Copy out the lines of the records below, and only those lines, from the one with "--target bare leafless" through the one with "--target wide brightly", exactly as they appear.

+ + + + +

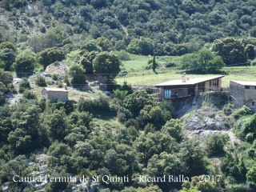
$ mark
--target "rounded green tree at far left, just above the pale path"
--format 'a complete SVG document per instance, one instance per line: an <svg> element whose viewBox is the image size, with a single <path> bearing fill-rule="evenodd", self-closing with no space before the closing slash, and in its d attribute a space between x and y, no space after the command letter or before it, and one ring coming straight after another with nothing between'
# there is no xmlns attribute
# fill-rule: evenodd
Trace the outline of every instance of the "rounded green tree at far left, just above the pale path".
<svg viewBox="0 0 256 192"><path fill-rule="evenodd" d="M23 50L17 55L14 64L14 70L18 76L26 76L34 72L36 57L31 50Z"/></svg>

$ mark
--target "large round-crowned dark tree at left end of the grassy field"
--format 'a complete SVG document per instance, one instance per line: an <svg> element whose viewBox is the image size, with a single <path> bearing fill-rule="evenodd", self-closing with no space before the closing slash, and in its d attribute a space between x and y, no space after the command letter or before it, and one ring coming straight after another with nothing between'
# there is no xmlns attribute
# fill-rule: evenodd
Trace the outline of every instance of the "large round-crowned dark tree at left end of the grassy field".
<svg viewBox="0 0 256 192"><path fill-rule="evenodd" d="M122 62L113 53L102 52L94 58L93 66L96 74L101 74L106 78L107 83L113 83L114 78L120 72Z"/></svg>

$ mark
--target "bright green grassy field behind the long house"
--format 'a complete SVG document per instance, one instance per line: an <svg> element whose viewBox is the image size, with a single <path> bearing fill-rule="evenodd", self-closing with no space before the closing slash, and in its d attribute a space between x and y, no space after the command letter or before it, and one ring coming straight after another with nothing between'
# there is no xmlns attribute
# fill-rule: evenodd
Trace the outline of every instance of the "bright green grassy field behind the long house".
<svg viewBox="0 0 256 192"><path fill-rule="evenodd" d="M182 70L175 70L174 68L163 67L158 69L158 74L154 74L152 70L145 70L149 56L132 55L130 61L123 62L124 68L128 71L128 74L124 77L116 78L118 84L122 84L124 81L129 84L136 85L156 85L160 82L166 82L175 79L181 79ZM151 57L152 58L152 57ZM158 60L164 63L166 59L175 59L174 57L159 57ZM256 66L234 66L223 68L222 86L229 86L230 80L238 81L256 81ZM188 74L189 78L202 78L207 76L214 76L216 74Z"/></svg>

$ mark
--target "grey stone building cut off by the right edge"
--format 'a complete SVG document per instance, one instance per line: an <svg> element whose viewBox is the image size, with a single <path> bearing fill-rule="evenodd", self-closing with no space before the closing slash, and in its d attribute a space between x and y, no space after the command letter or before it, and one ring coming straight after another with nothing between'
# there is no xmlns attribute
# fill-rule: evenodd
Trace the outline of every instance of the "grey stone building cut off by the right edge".
<svg viewBox="0 0 256 192"><path fill-rule="evenodd" d="M256 82L230 81L230 94L238 107L245 105L256 111Z"/></svg>

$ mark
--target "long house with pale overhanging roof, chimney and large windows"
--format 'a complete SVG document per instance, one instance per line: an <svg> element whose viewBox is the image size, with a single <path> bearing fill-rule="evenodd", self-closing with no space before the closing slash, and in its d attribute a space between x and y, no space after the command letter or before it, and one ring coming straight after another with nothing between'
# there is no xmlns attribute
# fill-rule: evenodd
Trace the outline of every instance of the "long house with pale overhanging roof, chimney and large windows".
<svg viewBox="0 0 256 192"><path fill-rule="evenodd" d="M180 80L172 80L162 82L156 87L159 90L159 98L186 98L194 96L205 91L221 91L222 78L224 75L218 75L206 78L186 78L186 74L182 75Z"/></svg>

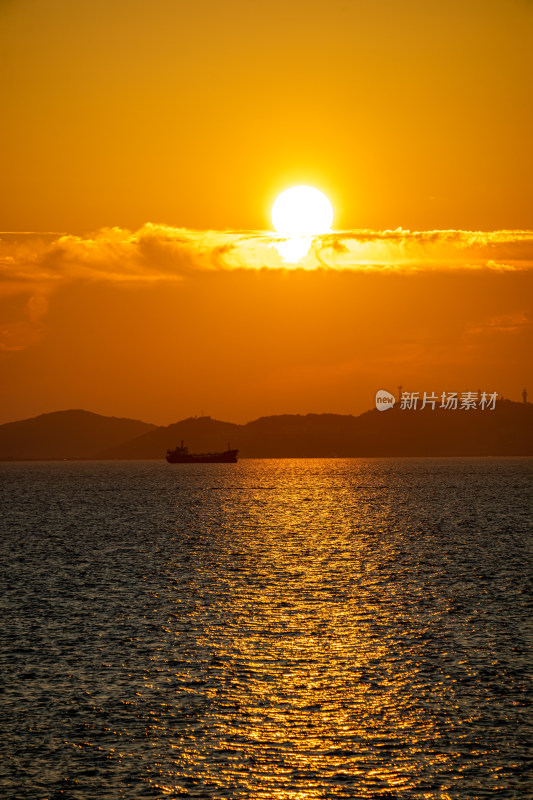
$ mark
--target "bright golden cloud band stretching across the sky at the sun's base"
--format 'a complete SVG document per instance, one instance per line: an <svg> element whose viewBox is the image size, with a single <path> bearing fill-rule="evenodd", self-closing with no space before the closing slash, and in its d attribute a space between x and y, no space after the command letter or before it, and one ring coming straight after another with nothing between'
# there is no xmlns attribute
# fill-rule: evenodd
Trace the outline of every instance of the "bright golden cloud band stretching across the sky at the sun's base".
<svg viewBox="0 0 533 800"><path fill-rule="evenodd" d="M262 231L193 231L148 223L138 231L105 228L92 235L0 233L0 285L71 280L183 280L236 269L420 272L533 268L532 231L335 231L316 236L288 264L281 237Z"/></svg>

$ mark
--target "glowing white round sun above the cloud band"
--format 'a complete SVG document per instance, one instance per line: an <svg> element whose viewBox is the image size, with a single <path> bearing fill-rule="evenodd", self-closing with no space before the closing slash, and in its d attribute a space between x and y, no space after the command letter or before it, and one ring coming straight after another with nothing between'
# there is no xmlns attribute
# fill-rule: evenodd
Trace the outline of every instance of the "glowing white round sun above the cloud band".
<svg viewBox="0 0 533 800"><path fill-rule="evenodd" d="M317 236L331 230L333 207L313 186L292 186L276 198L271 216L282 236Z"/></svg>

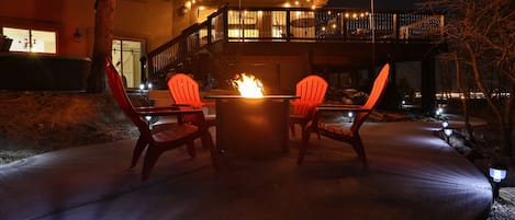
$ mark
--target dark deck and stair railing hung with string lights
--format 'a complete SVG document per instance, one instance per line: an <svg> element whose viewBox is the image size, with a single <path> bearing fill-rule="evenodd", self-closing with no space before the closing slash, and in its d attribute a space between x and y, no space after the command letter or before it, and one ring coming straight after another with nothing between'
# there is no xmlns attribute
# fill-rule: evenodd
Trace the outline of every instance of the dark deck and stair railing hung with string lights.
<svg viewBox="0 0 515 220"><path fill-rule="evenodd" d="M421 12L223 7L149 53L148 67L150 76L166 73L219 42L430 44L440 40L443 25L444 15Z"/></svg>

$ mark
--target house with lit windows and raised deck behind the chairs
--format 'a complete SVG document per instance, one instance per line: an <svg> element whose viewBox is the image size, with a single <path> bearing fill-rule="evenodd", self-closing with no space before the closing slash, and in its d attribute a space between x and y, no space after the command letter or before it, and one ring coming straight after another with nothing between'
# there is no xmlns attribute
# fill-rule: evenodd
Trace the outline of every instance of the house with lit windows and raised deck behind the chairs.
<svg viewBox="0 0 515 220"><path fill-rule="evenodd" d="M369 8L324 8L327 3L334 1L116 0L113 63L127 88L164 86L175 72L224 86L231 76L248 72L280 93L310 73L323 76L332 88L356 88L382 63L418 60L433 84L423 88L423 96L429 97L427 107L434 105L430 67L439 44L416 35L422 27L438 28L443 16L390 10L374 12L372 20ZM8 54L90 59L93 9L93 0L2 0L0 33L15 38L16 48ZM83 72L71 78L83 80L87 68L78 71Z"/></svg>

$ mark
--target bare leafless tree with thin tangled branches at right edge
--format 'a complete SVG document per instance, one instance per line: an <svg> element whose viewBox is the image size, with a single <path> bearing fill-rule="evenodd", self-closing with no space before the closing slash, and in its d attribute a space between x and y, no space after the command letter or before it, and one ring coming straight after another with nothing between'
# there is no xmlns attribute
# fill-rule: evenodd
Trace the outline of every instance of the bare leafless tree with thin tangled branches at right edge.
<svg viewBox="0 0 515 220"><path fill-rule="evenodd" d="M446 12L445 40L460 72L484 95L500 134L501 152L515 157L515 1L432 0L425 7ZM457 68L457 70L459 70ZM499 95L508 93L510 95Z"/></svg>

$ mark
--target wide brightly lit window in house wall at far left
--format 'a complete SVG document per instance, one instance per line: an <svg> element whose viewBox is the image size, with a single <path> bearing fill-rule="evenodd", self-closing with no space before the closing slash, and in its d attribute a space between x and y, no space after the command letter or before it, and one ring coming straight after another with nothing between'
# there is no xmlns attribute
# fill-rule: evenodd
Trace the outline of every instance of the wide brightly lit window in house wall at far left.
<svg viewBox="0 0 515 220"><path fill-rule="evenodd" d="M57 53L57 34L53 31L3 27L3 35L12 39L9 51Z"/></svg>

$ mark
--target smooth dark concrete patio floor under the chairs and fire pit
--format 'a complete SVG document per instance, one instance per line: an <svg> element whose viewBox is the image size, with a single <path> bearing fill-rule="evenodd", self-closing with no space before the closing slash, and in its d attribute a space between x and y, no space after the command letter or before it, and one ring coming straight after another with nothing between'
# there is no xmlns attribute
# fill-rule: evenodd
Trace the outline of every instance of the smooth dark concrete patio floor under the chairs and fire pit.
<svg viewBox="0 0 515 220"><path fill-rule="evenodd" d="M69 148L0 166L0 219L459 219L486 213L486 177L433 135L428 121L366 123L369 170L345 143L312 138L295 163L220 155L219 173L198 144L168 151L150 178L127 170L135 140ZM213 131L213 137L214 131Z"/></svg>

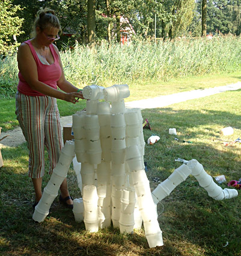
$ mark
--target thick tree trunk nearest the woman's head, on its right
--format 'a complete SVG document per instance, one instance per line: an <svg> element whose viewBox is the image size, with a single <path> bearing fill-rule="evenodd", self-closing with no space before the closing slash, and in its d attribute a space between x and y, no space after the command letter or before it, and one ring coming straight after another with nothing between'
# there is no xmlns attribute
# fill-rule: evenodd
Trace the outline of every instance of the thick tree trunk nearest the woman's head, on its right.
<svg viewBox="0 0 241 256"><path fill-rule="evenodd" d="M96 44L96 1L88 0L87 32L88 43L92 48Z"/></svg>

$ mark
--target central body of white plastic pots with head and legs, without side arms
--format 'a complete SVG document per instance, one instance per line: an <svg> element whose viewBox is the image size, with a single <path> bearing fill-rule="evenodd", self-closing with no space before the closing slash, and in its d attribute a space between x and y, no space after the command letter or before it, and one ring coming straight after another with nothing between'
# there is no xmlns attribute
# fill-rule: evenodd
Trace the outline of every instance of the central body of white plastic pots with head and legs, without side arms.
<svg viewBox="0 0 241 256"><path fill-rule="evenodd" d="M143 219L149 246L162 246L144 170L141 110L126 109L124 104L129 87L88 86L83 95L87 109L73 115L73 133L76 158L81 162L85 228L95 232L97 223L105 228L112 220L121 233L132 233L141 228ZM105 101L100 102L102 98Z"/></svg>

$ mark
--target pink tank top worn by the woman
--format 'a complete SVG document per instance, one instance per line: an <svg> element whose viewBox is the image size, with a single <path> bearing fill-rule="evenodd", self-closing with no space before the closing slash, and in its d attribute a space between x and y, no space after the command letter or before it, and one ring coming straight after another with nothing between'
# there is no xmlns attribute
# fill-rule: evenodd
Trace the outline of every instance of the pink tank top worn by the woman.
<svg viewBox="0 0 241 256"><path fill-rule="evenodd" d="M38 70L38 81L47 84L54 89L57 89L57 81L61 76L61 67L59 66L59 58L58 54L55 52L53 45L49 45L49 49L53 55L54 63L50 65L46 65L41 63L38 58L37 53L35 52L34 46L32 46L31 41L28 40L25 43L29 45L31 49L32 55L34 56L34 60L37 64ZM23 93L28 96L44 96L42 93L37 92L36 90L32 90L31 87L26 83L25 79L23 78L22 74L19 72L19 84L17 86L17 90L20 93Z"/></svg>

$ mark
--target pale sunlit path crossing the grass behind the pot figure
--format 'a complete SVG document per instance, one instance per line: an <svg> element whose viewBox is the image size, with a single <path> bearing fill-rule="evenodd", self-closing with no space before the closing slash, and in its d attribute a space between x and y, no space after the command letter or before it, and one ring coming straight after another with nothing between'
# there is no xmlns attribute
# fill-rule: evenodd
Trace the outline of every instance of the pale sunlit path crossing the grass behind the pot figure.
<svg viewBox="0 0 241 256"><path fill-rule="evenodd" d="M219 86L205 90L192 90L190 92L181 92L175 93L172 95L159 96L152 99L142 99L140 101L131 101L126 102L126 107L133 108L161 108L166 107L168 105L188 101L189 99L197 99L210 95L215 95L217 93L227 92L231 90L239 90L241 89L241 82L236 84L230 84L228 86ZM64 116L61 117L61 126L65 126L67 124L72 123L72 116ZM4 140L0 142L0 148L4 148L6 146L18 146L25 142L25 138L23 137L22 130L20 127L8 131L7 133L1 133L1 138L7 136Z"/></svg>

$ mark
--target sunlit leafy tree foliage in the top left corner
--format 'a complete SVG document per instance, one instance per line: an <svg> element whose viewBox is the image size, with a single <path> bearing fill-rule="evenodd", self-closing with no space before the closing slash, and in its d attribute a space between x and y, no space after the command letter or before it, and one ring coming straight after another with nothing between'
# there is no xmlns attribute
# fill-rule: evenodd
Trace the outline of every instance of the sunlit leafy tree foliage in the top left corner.
<svg viewBox="0 0 241 256"><path fill-rule="evenodd" d="M0 56L13 52L20 45L13 39L23 33L23 19L16 16L17 10L21 10L20 6L14 6L11 0L0 1Z"/></svg>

+ + + + +

Reply to the task –
--target bare leafless tree with thin tangled branches at right edge
--format 'a complete SVG document per instance, one instance per line: an <svg> element whose viewBox is the image size, with a single <path> bearing fill-rule="evenodd", self-closing with no space before the closing slash, and in its d attribute a space between x and y, no space after the command letter or before it, and one ring coming straight after another with nothing between'
# there is no xmlns attribute
# fill-rule: evenodd
Trace the outline of every instance of the bare leafless tree with thin tangled branches at right edge.
<svg viewBox="0 0 515 220"><path fill-rule="evenodd" d="M446 12L445 40L460 72L484 95L500 134L501 152L515 157L515 1L432 0L425 7ZM457 68L457 70L459 70ZM499 95L508 93L510 95Z"/></svg>

$ mark
--target wide brightly lit window in house wall at far left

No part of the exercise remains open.